_Task item:_ For each line below, check whether "above" is present. Report how many lines have it, nothing else.

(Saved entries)
*** Begin section ***

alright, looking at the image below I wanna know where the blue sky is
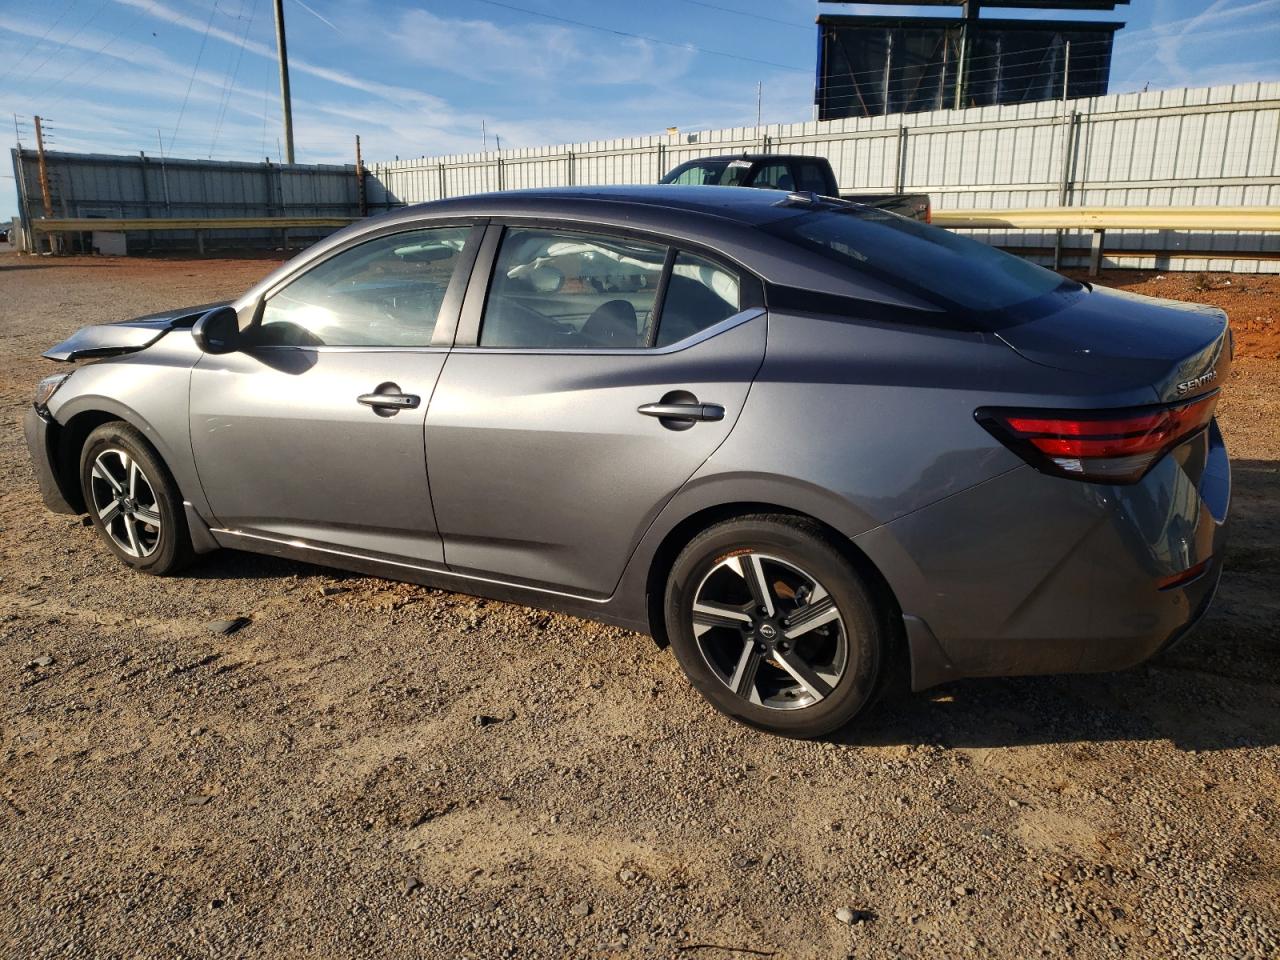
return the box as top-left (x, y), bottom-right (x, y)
top-left (2, 0), bottom-right (1278, 220)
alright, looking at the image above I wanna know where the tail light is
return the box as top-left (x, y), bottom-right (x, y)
top-left (976, 392), bottom-right (1218, 484)
top-left (923, 199), bottom-right (932, 224)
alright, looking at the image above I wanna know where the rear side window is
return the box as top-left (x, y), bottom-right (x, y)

*** End section ***

_Problem solution:_ 2